__Provided data__
(begin)

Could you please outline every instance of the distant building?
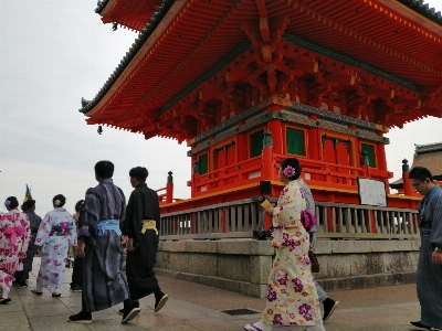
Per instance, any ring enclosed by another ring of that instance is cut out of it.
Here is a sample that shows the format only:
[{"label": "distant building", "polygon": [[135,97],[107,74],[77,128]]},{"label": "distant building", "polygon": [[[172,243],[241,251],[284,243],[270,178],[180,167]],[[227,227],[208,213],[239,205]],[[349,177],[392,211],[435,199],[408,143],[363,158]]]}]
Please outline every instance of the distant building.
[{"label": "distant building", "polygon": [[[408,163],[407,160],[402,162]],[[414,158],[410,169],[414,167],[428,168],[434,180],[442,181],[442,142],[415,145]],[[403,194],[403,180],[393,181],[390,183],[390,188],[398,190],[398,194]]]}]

(end)
(begin)

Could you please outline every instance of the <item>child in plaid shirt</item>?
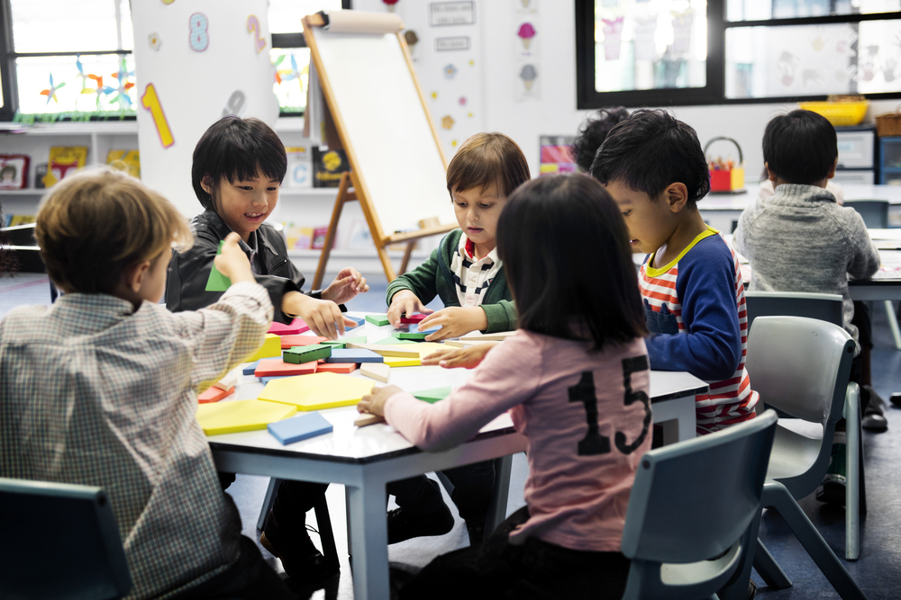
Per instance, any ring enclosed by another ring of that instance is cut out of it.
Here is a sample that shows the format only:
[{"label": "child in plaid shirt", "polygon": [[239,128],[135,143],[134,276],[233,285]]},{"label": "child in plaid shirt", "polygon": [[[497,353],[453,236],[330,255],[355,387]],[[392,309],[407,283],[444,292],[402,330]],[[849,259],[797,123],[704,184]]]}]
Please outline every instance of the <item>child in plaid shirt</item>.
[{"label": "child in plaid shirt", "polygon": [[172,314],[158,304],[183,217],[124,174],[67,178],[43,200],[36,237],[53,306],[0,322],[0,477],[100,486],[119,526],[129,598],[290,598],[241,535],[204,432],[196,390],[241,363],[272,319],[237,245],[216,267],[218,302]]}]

(end)

Swap "plaid shirt" for "striped shirt" in the data, starting at the line that contains "Could you please outline every instance of the <item>child" and ending at the line that contains "in plaid shirt</item>.". Return only those lines with nothing else changed, and leave out the pictures.

__Response to the exercise__
Could you please outline every instance of the <item>child in striped shirt</item>?
Per instance, any ring enclosed by another ring of that instance is cut out of it.
Here is a sample that shows the format only:
[{"label": "child in striped shirt", "polygon": [[239,128],[135,143],[134,276],[233,285]]},{"label": "child in striped shirt", "polygon": [[[497,353],[453,236],[330,255],[355,387]],[[392,309],[407,283],[444,292],[402,330]],[[849,259],[797,123],[704,184]]]}]
Please outline every instance of the <item>child in striped shirt</item>.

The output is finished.